• [Directions] Transcribe all records exactly.

• [Point placement records]
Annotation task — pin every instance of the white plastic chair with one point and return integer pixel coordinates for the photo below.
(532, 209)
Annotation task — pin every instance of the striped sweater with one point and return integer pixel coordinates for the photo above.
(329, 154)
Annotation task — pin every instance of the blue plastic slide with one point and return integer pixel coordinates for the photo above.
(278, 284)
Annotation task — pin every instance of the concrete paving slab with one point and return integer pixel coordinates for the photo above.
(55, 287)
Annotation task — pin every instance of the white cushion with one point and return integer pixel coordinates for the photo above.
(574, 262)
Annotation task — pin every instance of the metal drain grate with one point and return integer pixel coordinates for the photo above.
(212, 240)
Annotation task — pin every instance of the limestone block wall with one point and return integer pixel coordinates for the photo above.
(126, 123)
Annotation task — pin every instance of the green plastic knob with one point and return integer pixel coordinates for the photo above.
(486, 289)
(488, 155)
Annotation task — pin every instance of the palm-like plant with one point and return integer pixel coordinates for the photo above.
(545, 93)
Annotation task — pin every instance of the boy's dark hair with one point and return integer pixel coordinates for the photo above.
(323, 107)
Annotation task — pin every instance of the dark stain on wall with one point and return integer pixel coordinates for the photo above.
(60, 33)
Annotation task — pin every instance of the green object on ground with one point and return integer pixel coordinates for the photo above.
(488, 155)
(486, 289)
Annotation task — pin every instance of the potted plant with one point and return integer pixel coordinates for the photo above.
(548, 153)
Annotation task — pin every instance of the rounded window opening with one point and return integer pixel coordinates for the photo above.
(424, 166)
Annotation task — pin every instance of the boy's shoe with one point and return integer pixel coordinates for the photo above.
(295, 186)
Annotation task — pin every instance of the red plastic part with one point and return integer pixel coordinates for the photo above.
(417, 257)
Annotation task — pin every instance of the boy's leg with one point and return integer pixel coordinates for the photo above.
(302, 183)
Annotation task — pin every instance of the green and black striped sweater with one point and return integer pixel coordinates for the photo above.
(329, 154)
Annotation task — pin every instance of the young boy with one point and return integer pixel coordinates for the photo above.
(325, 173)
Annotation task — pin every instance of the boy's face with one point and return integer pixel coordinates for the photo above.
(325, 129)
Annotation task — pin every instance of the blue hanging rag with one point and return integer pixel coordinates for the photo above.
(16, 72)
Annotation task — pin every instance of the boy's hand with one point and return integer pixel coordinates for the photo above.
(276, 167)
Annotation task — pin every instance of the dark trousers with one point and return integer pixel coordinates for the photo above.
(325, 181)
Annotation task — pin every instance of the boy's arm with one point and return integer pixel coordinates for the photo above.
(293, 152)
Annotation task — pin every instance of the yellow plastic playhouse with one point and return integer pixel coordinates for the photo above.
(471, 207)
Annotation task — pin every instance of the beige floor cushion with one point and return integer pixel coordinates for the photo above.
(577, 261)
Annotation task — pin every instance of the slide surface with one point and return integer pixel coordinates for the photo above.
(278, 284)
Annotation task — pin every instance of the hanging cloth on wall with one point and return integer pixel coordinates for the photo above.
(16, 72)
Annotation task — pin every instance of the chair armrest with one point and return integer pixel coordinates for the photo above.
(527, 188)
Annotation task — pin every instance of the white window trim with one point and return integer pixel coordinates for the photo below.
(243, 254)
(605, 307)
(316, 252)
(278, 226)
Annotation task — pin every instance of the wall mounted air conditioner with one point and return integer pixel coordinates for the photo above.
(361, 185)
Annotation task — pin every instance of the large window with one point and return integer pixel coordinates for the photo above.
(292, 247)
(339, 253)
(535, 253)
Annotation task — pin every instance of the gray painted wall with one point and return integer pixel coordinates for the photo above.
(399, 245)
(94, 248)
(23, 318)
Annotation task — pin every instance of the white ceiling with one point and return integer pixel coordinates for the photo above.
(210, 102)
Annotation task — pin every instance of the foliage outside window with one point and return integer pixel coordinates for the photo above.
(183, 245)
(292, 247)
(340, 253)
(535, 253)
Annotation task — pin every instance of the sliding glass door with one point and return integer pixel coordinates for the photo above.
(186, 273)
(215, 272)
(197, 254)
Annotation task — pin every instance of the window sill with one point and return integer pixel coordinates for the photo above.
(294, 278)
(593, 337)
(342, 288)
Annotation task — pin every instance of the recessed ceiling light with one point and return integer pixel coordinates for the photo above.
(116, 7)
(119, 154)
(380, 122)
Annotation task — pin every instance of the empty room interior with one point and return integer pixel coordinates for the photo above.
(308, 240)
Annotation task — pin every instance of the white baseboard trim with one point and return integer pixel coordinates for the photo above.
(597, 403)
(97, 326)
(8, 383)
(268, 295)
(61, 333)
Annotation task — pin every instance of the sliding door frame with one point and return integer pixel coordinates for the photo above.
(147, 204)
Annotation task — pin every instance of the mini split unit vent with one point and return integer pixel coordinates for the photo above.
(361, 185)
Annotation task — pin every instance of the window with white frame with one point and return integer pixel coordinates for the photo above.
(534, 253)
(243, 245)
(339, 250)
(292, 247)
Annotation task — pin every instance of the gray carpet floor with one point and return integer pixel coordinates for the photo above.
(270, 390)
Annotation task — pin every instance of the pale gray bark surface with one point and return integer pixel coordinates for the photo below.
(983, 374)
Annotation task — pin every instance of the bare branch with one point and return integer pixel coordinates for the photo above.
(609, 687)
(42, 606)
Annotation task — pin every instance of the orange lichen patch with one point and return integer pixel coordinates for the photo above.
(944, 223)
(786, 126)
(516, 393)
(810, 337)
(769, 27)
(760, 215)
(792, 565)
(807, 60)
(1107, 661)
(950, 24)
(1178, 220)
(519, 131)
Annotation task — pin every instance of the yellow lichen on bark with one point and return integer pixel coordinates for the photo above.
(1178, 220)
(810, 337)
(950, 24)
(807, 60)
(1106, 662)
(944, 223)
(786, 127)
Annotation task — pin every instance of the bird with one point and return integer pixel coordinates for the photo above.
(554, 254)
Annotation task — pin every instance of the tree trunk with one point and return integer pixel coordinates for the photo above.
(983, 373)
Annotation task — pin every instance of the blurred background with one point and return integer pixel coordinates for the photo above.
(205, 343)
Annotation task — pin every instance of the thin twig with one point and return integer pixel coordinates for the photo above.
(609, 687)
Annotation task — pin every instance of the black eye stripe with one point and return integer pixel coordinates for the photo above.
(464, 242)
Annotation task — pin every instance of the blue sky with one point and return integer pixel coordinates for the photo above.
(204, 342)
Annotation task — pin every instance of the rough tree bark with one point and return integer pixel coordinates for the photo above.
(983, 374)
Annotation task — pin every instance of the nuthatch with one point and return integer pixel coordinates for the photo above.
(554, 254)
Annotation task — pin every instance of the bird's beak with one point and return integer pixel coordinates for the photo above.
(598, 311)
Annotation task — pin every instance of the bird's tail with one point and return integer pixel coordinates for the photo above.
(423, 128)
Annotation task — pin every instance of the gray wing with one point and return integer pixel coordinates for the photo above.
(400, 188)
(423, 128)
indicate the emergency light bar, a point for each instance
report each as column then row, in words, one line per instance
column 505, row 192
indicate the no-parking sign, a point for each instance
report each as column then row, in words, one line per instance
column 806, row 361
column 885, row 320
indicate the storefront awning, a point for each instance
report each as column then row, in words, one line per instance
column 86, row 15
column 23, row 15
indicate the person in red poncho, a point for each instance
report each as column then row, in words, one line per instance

• [Solution to this problem]
Annotation task — pin every instance of the white plastic chair with one point and return integer pixel coordinates for the photo below.
(532, 209)
Annotation task — pin every instance of the striped sweater with one point and return integer pixel coordinates for the photo above.
(329, 154)
Annotation task — pin every instance of the blue plastic slide with one point and return integer pixel coordinates for the photo above.
(278, 284)
Annotation task — pin every instance of the concrete paving slab with one point and return integer pixel coordinates for the photo above.
(55, 287)
Annotation task — pin every instance of the white cushion with one point and return integer pixel coordinates for the photo above.
(574, 262)
Annotation task — pin every instance of the metal drain grate with one point and return integer pixel coordinates for the photo above.
(212, 240)
Annotation task — pin every instance of the limestone block wall with one point and return integer pixel coordinates for the photo above.
(126, 123)
Annotation task — pin every instance of the green plastic knob with one point and return integer pixel coordinates for the photo above.
(486, 289)
(488, 155)
Annotation task — pin every instance of the palm-like plant with one point and return integer pixel coordinates for the photo above.
(545, 93)
Annotation task — pin every instance of the boy's dark hair with one point and return integer pixel coordinates for the photo above.
(323, 107)
Annotation task — pin every instance of the dark stain on wall with one point and return integer pixel coordinates for the photo above.
(60, 33)
Annotation task — pin every instance of the green object on ground with one point and return integer pixel coordinates for the photo above.
(488, 155)
(486, 289)
Annotation task — pin every instance of the potted plant with one point and return integer pixel coordinates for the photo above.
(548, 153)
Annotation task — pin every instance of the rounded window opening with one point and return integer pixel coordinates for the photo above.
(424, 166)
Annotation task — pin every instance of the boy's shoe with one point and return integer pixel coordinates for the photo above.
(295, 186)
Annotation task — pin every instance of the red plastic part with one point and return integer pixel coordinates for the photo above.
(417, 257)
Annotation task — pin every instance of the boy's leg with one point and return integer pixel coordinates for the photo above.
(302, 183)
Annotation task — pin every instance of the green and black striped sweater with one point and return integer pixel coordinates for the photo above.
(329, 154)
Annotation task — pin every instance of the young boy with one point and return integer pixel coordinates for the photo above.
(325, 173)
Annotation task — pin every instance of the boy's face with one point and return integer pixel coordinates for the photo above.
(325, 129)
Annotation task — pin every instance of the blue hanging rag with one point and return integer pixel coordinates for the photo above.
(16, 72)
Annotation task — pin every instance of the boy's hand with one point and return integer pixel coordinates for the photo above.
(276, 167)
Annotation task — pin every instance of the dark trousers with one point and return integer pixel coordinates for the photo above.
(325, 181)
Annotation task — pin every instance of the boy's arm with one point and return integer pixel coordinates for the photo above.
(293, 152)
Annotation task — pin every instance of the yellow plastic playhouse with one point and return integer pixel coordinates for the photo above.
(471, 207)
Annotation task — pin every instance of the beige floor cushion with one point and return integer pixel coordinates for the photo above.
(577, 261)
Annotation task — pin every instance of the slide surface with one point and return integer pixel coordinates for the photo above.
(278, 284)
Annotation task — pin every instance of the hanging cloth on wall with one point and return integer pixel coordinates for the photo above.
(16, 72)
Annotation task — pin every instance of the chair armrest with one point and return integer pixel coordinates for the photo above.
(527, 188)
Annotation task — pin every instance of the white window trim with one point and return integer pixel coordinates for the photo below.
(243, 254)
(605, 307)
(316, 252)
(278, 226)
Annotation task — pin every instance of the wall mounted air conditioner with one point and return integer pixel coordinates for the photo above.
(361, 185)
Annotation task — pin every instance of the large window with one point and return integer pixel coordinates for the photo above.
(292, 247)
(339, 253)
(535, 253)
Annotation task — pin every instance of the gray painted wall with one point and return integer pixel coordinates for the photo above.
(399, 245)
(94, 248)
(23, 318)
Annotation task — pin every instance of the white ceiling with one point and return integer pixel coordinates for the photo above.
(210, 102)
Annotation task — pin every instance of the foliage outside window with one point and return integer pixel coordinates for the photo above.
(183, 245)
(292, 247)
(340, 253)
(535, 253)
Annotation task — pin every instance of the sliding glass door with one point and return integer pixel coordinates for the photo above.
(186, 273)
(215, 272)
(197, 254)
Annotation task — pin every instance of the window sill with one point and return integer pixel coordinates for the photo above.
(294, 278)
(593, 337)
(342, 288)
Annotation task — pin every instance of the recessed ceiling light with one point and return integer pixel coordinates for the photo above.
(116, 7)
(119, 154)
(380, 122)
Annotation task — pin every instance of the empty room interior with one point and return integer pixel coordinates for the photo above.
(308, 240)
Annotation task — pin every instance of the white baseboard trim with one point and return integer pixel coordinates for the photo above.
(597, 403)
(97, 326)
(8, 383)
(268, 295)
(61, 333)
Annotation task — pin every instance of the sliding door frame with one point and return integer pixel coordinates for the photo above.
(147, 204)
Annotation task — pin every instance of the mini split unit vent with one point and return integer pixel coordinates for the photo above.
(361, 185)
Annotation task — pin every instance of the window with white frame with one point and return integer pixel coordinates for the photo above.
(534, 253)
(243, 245)
(339, 250)
(292, 247)
Annotation task — pin every instance of the gray carpet floor with one point and return integer pixel coordinates for the photo above.
(270, 390)
Annotation task — pin every instance of the pale gray bark surface with one point and return integer pixel coordinates for the photo below.
(983, 374)
Annotation task — pin every instance of the bare branch with one point and return integer pixel coordinates for the photo above.
(609, 687)
(42, 606)
Annotation task — pin every instance of the orange lichen patch with one point and return integer pixel coordinates for the photo above.
(944, 223)
(786, 126)
(516, 393)
(810, 337)
(769, 27)
(760, 215)
(792, 565)
(807, 60)
(1107, 661)
(950, 24)
(1178, 220)
(519, 131)
Annotation task — pin every instance of the yellow lichen on bark with one point and return integer pixel coordinates for the photo above.
(1178, 220)
(810, 337)
(950, 24)
(807, 60)
(1106, 662)
(944, 223)
(786, 127)
Annotation task — pin every instance of the bird with one point and return integer pixel coordinates for the photo above.
(554, 254)
Annotation task — pin every instance of the tree trunk with one point and return integer pixel coordinates for the photo above.
(983, 373)
Annotation task — pin every instance of the blurred background with one point and return integer pixel coordinates for the photo above.
(205, 343)
Annotation task — pin every instance of the thin twig with one point and return integer pixel coordinates for the photo above.
(609, 687)
Annotation task — pin every instance of the black eye stripe with one point and return integer pixel coordinates for the photo above.
(464, 242)
Annotation task — pin every instance of the blue sky with one point and return integer pixel coordinates for the photo above.
(204, 342)
Annotation task — pin every instance of the rough tree bark with one point and return integer pixel coordinates for the photo above.
(983, 374)
Annotation task — pin every instance of the nuthatch with one point and return integer pixel coordinates for the photo above.
(554, 254)
Annotation task — pin every instance of the bird's beak with one point and return integer pixel coordinates for the photo above.
(598, 311)
Annotation task — pin every instance of the bird's tail with one point and return integer pixel coordinates for the photo above.
(423, 128)
Annotation task — pin every instance of the gray wing with one point and return integer pixel coordinates for the photo above.
(400, 188)
(423, 128)
indicate the emergency light bar, a point for each instance
report each as column then row, in words, one line per instance
column 505, row 192
indicate the no-parking sign, a point for each instance
report each as column then row, in words, one line per instance
column 806, row 361
column 885, row 320
indicate the storefront awning, a point for each instance
report each as column then row, in words, one line per instance
column 86, row 15
column 23, row 15
indicate the person in red poncho, a point for each instance
report each as column then row, in words, one line per instance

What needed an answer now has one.